> [Texto proporcionado]
+---+

Por: Gustavo Páez Escobar

Jorge Marel, el poeta del mar, va por su séptimo li­bro publicado. Acaba de salir, en homenaje que le rin­de la Gobernación de Sucre, el volumen El mar y las pa­labras, en el que recoge 90 poemas escritos entre 1970 y 1989. En este tránsito literario de 19 años, Marel ha realizado obra valiosa, silenciosa y profunda, que lo señala hoy como una de las revelaciones de la poesía con­temporánea.

En tal forma se ha compenetrado con el mar –que lo mece desde la cuna en su patria chica de Sincelejo–, que terminó cambiándose el nombre de pila. Se apellidó Marel, y así se sumergió para siempre entre oleajes y misterios marinos. Jorge Hernández Gómez (su nombre pri­mitivo) se desintegró entre el furor de los arrecifes.

Ha sido formado con espumas y tempestades. El mar, con sus resonancias eternas, se le fue alma adentro, lo invadió y le impuso sus leyes del asombro y la inmen­sidad. Casi suena a redundancia decir que Marel es el mar. Hoy es su mayor cantor en Colombia. Por poco digo que es su esclavo. No se sabe si el mar ha caído bajo el gobierno poético de Jorge Marel, o si éste, prisione­ro de la belleza de las aguas que lo vivi­fican, se ha proclamado soberano en la cresta de las olas.

Hay variados contrastes en esta obra escrita junto al océano Atlántico. Su mensaje, nítido, encendido de vi­vas emociones, vital y armonioso, crece como la densidad marítima que, cuanto más colosal, también es mas pro­funda. El mar, siempre el mar, brama en esta poesía, se agiganta, se conmueve, se vuelve agua viva. Las naves líricas de Marel van y regresan, besan las olas y se eternizan en el encuentro con la belleza.

+---+

[Datos]
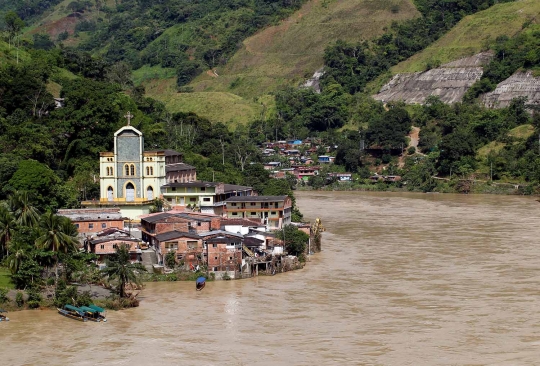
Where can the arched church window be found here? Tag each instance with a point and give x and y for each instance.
(109, 194)
(130, 192)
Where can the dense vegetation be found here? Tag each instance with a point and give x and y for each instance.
(188, 36)
(354, 65)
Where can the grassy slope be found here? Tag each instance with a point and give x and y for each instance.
(473, 32)
(284, 54)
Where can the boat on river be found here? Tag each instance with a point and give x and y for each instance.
(72, 312)
(3, 316)
(94, 313)
(200, 283)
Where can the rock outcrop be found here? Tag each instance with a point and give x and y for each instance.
(521, 84)
(449, 82)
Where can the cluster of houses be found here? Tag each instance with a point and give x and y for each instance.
(228, 228)
(296, 158)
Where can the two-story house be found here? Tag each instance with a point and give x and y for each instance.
(275, 211)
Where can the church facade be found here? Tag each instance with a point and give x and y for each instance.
(129, 174)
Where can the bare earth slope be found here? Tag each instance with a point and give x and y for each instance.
(293, 50)
(449, 82)
(469, 36)
(521, 84)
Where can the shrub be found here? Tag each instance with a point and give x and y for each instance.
(19, 300)
(34, 299)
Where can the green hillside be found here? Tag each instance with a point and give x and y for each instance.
(290, 52)
(473, 33)
(284, 54)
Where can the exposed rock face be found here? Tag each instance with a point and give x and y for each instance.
(521, 84)
(449, 82)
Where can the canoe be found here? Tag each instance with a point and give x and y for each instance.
(200, 283)
(92, 314)
(72, 312)
(3, 317)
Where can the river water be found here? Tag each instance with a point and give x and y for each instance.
(403, 279)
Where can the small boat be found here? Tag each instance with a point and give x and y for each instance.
(200, 283)
(95, 313)
(72, 312)
(92, 313)
(3, 317)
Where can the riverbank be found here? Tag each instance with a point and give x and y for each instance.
(437, 185)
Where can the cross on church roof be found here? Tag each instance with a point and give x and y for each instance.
(129, 116)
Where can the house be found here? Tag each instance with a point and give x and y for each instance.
(326, 159)
(242, 226)
(275, 211)
(106, 243)
(188, 247)
(180, 173)
(304, 172)
(89, 221)
(272, 165)
(208, 197)
(223, 250)
(341, 177)
(185, 222)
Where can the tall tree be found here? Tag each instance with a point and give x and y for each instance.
(7, 226)
(57, 237)
(120, 268)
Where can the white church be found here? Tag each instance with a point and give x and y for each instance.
(131, 178)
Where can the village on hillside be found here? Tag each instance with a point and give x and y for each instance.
(229, 230)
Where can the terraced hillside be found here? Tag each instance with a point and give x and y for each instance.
(472, 34)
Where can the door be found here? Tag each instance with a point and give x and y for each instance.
(130, 192)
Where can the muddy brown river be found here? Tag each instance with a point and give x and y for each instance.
(403, 279)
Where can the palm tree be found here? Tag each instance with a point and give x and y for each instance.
(19, 252)
(7, 226)
(119, 267)
(55, 239)
(25, 213)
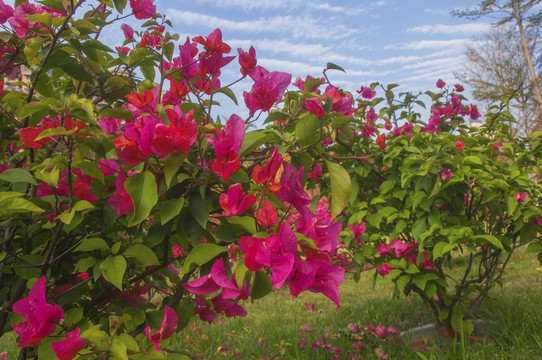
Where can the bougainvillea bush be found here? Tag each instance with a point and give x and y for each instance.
(437, 206)
(126, 205)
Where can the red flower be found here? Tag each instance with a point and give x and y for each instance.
(169, 325)
(267, 216)
(213, 42)
(381, 141)
(247, 60)
(384, 269)
(314, 106)
(235, 202)
(67, 349)
(40, 316)
(143, 9)
(227, 143)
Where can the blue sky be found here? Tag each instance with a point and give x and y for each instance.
(409, 42)
(412, 43)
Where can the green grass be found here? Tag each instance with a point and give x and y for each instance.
(278, 319)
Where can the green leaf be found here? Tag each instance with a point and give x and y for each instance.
(143, 255)
(172, 165)
(305, 130)
(12, 206)
(119, 113)
(142, 189)
(253, 140)
(511, 205)
(229, 93)
(17, 175)
(93, 244)
(32, 47)
(535, 247)
(200, 255)
(331, 66)
(113, 268)
(341, 187)
(240, 273)
(119, 350)
(170, 208)
(120, 5)
(402, 282)
(76, 71)
(33, 108)
(199, 208)
(67, 217)
(246, 222)
(261, 286)
(490, 239)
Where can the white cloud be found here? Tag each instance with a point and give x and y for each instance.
(470, 28)
(252, 4)
(429, 44)
(296, 27)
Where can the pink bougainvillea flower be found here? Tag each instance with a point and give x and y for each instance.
(268, 88)
(169, 325)
(123, 49)
(140, 101)
(235, 202)
(143, 9)
(67, 349)
(227, 143)
(276, 252)
(6, 12)
(371, 115)
(316, 172)
(120, 200)
(267, 216)
(474, 114)
(268, 172)
(178, 136)
(459, 145)
(340, 103)
(445, 174)
(247, 60)
(520, 197)
(426, 263)
(317, 277)
(217, 279)
(358, 230)
(213, 43)
(381, 141)
(292, 190)
(383, 249)
(384, 269)
(366, 92)
(128, 31)
(314, 106)
(39, 314)
(318, 228)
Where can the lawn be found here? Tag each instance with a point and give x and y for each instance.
(282, 327)
(312, 327)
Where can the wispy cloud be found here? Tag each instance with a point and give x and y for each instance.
(469, 28)
(429, 44)
(296, 27)
(249, 5)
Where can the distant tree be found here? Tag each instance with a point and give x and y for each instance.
(523, 15)
(495, 68)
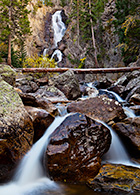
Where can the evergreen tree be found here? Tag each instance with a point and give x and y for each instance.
(14, 23)
(86, 13)
(127, 25)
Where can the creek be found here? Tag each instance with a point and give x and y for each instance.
(30, 179)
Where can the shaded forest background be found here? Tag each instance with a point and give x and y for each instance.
(85, 19)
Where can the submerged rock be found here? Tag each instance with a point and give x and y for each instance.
(116, 178)
(16, 129)
(41, 121)
(75, 149)
(129, 131)
(68, 84)
(100, 107)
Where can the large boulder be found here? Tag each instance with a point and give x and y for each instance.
(75, 149)
(41, 121)
(68, 84)
(118, 179)
(16, 129)
(8, 74)
(129, 131)
(26, 84)
(100, 107)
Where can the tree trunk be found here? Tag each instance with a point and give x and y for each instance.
(78, 32)
(9, 40)
(93, 37)
(9, 51)
(79, 71)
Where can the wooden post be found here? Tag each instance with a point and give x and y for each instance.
(79, 71)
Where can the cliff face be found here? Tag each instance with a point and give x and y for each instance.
(36, 42)
(108, 40)
(109, 55)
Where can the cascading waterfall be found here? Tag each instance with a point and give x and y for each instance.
(117, 153)
(58, 27)
(30, 174)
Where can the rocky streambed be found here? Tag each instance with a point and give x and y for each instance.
(77, 146)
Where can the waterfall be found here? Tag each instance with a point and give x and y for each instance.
(58, 53)
(117, 153)
(58, 27)
(30, 174)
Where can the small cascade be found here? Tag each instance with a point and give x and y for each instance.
(117, 153)
(117, 97)
(30, 175)
(58, 27)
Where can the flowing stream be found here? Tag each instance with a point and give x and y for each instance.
(30, 178)
(30, 175)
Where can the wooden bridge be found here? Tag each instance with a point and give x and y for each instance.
(79, 71)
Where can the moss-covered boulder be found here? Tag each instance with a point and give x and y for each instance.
(16, 129)
(8, 74)
(117, 178)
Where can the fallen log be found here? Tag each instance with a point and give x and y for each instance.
(79, 71)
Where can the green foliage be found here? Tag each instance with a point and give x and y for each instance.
(39, 62)
(127, 25)
(97, 7)
(18, 57)
(48, 3)
(79, 63)
(14, 22)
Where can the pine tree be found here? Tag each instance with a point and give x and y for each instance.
(127, 25)
(86, 13)
(14, 23)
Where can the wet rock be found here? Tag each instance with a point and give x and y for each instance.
(136, 109)
(131, 84)
(100, 107)
(92, 92)
(27, 84)
(129, 131)
(103, 83)
(135, 99)
(51, 93)
(75, 149)
(41, 121)
(135, 90)
(68, 84)
(42, 81)
(8, 74)
(118, 179)
(123, 80)
(30, 99)
(117, 89)
(16, 130)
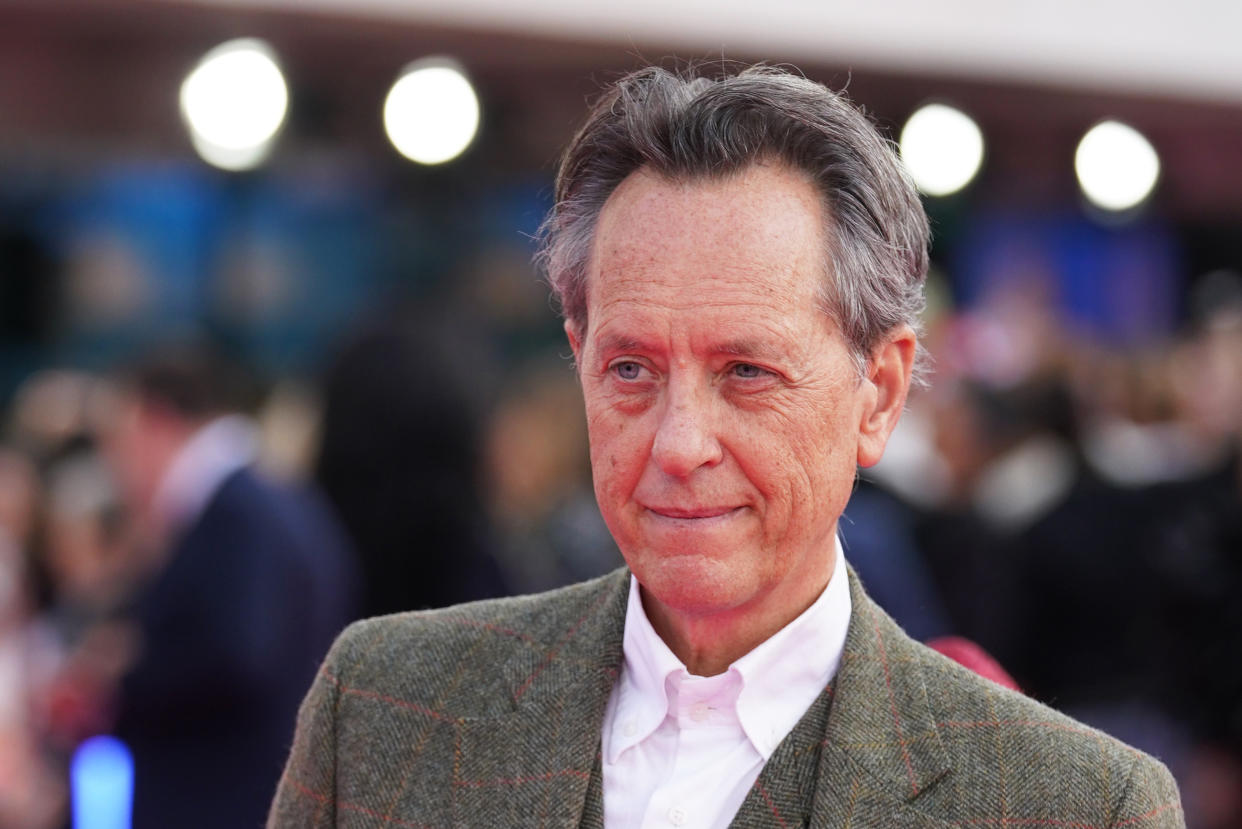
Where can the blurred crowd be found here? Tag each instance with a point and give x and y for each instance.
(180, 538)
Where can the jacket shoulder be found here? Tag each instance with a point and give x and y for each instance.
(468, 654)
(1012, 753)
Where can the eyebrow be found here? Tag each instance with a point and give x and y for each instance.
(743, 348)
(621, 343)
(748, 348)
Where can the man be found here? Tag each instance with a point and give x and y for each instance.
(740, 265)
(244, 587)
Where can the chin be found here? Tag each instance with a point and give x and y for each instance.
(691, 583)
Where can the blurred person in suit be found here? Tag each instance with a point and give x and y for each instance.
(739, 261)
(241, 586)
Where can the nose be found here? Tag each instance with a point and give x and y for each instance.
(686, 439)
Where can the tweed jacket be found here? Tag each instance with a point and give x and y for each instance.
(489, 715)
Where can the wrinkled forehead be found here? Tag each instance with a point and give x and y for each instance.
(761, 229)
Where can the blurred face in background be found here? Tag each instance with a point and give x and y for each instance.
(725, 414)
(140, 439)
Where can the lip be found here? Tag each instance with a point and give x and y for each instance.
(692, 513)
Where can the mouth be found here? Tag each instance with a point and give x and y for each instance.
(692, 513)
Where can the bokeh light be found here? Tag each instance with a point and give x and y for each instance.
(234, 103)
(102, 782)
(943, 149)
(431, 112)
(1117, 167)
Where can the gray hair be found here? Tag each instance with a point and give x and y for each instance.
(686, 127)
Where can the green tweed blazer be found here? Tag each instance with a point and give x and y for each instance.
(489, 715)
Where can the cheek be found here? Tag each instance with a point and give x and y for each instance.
(616, 453)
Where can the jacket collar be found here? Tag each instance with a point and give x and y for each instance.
(879, 748)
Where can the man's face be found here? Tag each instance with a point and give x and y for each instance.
(723, 408)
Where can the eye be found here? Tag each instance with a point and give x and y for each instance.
(627, 369)
(747, 370)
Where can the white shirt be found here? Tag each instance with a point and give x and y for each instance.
(684, 751)
(213, 454)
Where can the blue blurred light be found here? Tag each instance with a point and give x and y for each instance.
(102, 783)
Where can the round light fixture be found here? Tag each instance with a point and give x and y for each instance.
(1117, 167)
(234, 103)
(431, 112)
(942, 148)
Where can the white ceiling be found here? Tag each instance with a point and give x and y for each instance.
(1133, 46)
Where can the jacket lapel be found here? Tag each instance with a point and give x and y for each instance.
(866, 750)
(882, 752)
(538, 763)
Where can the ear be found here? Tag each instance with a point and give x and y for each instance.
(888, 375)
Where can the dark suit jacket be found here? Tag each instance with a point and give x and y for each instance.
(488, 715)
(231, 629)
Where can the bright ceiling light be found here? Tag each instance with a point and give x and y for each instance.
(431, 112)
(942, 149)
(1117, 167)
(234, 103)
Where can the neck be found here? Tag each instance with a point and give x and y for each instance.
(709, 643)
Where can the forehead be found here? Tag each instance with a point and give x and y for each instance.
(752, 242)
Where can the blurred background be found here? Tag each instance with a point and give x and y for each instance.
(273, 357)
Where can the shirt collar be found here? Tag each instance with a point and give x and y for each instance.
(774, 684)
(210, 455)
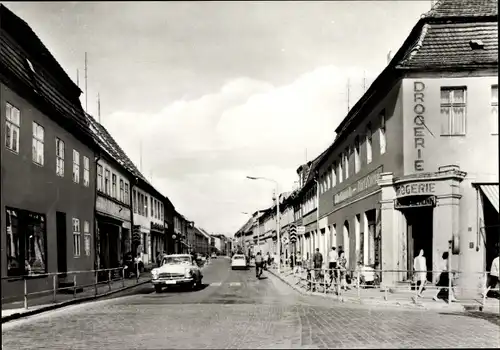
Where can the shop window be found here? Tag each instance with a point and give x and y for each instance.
(453, 111)
(12, 125)
(99, 178)
(86, 171)
(382, 133)
(76, 237)
(127, 194)
(494, 109)
(122, 191)
(38, 143)
(76, 166)
(59, 157)
(26, 243)
(107, 184)
(357, 161)
(114, 194)
(86, 237)
(369, 155)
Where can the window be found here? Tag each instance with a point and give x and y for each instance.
(38, 136)
(334, 174)
(76, 237)
(127, 195)
(494, 108)
(107, 185)
(86, 171)
(99, 177)
(113, 186)
(59, 157)
(12, 125)
(346, 162)
(357, 161)
(369, 144)
(86, 237)
(134, 200)
(453, 113)
(383, 141)
(122, 191)
(26, 245)
(76, 166)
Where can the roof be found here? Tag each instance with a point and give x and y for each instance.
(34, 47)
(463, 8)
(449, 45)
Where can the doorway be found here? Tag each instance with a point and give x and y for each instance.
(419, 236)
(62, 249)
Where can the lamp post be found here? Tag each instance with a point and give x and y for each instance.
(277, 215)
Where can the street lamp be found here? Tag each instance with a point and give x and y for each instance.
(277, 214)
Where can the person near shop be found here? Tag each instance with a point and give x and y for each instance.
(420, 275)
(493, 277)
(443, 280)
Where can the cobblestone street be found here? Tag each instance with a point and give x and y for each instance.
(235, 310)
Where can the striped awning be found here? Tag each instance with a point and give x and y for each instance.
(492, 193)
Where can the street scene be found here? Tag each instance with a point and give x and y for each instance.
(232, 175)
(234, 310)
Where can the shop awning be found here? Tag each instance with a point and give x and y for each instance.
(492, 193)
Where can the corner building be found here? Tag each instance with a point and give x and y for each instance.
(415, 162)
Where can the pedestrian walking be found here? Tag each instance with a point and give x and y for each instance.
(443, 280)
(493, 277)
(420, 275)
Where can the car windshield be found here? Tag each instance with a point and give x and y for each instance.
(173, 260)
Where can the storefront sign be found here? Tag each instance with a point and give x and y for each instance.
(107, 206)
(157, 227)
(416, 189)
(415, 202)
(419, 124)
(361, 185)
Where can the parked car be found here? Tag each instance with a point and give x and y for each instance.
(239, 261)
(176, 270)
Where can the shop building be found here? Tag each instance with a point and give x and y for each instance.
(415, 162)
(47, 168)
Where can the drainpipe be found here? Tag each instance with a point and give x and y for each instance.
(96, 227)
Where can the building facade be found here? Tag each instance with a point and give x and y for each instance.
(48, 165)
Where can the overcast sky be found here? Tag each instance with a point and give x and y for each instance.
(216, 91)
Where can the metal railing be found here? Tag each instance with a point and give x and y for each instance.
(100, 278)
(339, 281)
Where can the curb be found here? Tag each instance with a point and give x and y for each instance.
(62, 304)
(371, 302)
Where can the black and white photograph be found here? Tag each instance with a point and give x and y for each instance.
(249, 174)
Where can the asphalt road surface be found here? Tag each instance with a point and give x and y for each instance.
(235, 310)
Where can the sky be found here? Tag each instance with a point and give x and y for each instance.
(210, 92)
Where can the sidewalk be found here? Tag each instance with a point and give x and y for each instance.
(376, 296)
(37, 304)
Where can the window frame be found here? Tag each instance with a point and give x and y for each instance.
(451, 105)
(77, 237)
(10, 126)
(86, 171)
(76, 166)
(36, 142)
(60, 158)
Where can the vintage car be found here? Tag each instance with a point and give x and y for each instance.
(176, 270)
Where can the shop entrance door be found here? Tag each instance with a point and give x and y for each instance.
(419, 234)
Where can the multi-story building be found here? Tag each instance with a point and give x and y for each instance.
(48, 164)
(149, 219)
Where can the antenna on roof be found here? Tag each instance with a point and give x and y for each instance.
(99, 107)
(348, 94)
(86, 99)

+---+

> [Tarea asignada A]
Según la reseña sobre Jorge Marel, ¿cuántos poemas reúne el volumen El mar y las palabras?
> [Tarea asignada B]
Copia sin cambios el fragmento de la reseña que empieza en "Por: Gustavo Páez" y termina en "la poesía con­temporánea.".
> [Tarea asignada C]
Indica si cada afirmación coincide con la reseña sobre Jorge Marel y respalda cada respuesta con las palabras exactas de la reseña: (i) Marel es de Sincelejo; (ii) el volumen sale en homenaje de la Gobernación de Bolívar; (iii) la obra fue escrita junto al océano Pacífico.

> [Respuesta correcta A]
Reúne 90 poemas, escritos entre 1970 y 1989.

> [Respuesta correcta B]
Por: Gustavo Páez Escobar

Jorge Marel, el poeta del mar, va por su séptimo li­bro publicado. Acaba de salir, en homenaje que le rin­de la Gobernación de Sucre, el volumen El mar y las pa­labras, en el que recoge 90 poemas escritos entre 1970 y 1989. En este tránsito literario de 19 años, Marel ha realizado obra valiosa, silenciosa y profunda, que lo señala hoy como una de las revelaciones de la poesía con­temporánea.

> [Respuesta correcta C]
(i) Sí: "en su patria chica de Sincelejo".
(ii) No: "la Gobernación de Sucre".
(iii) No: "esta obra escrita junto al océano Atlántico".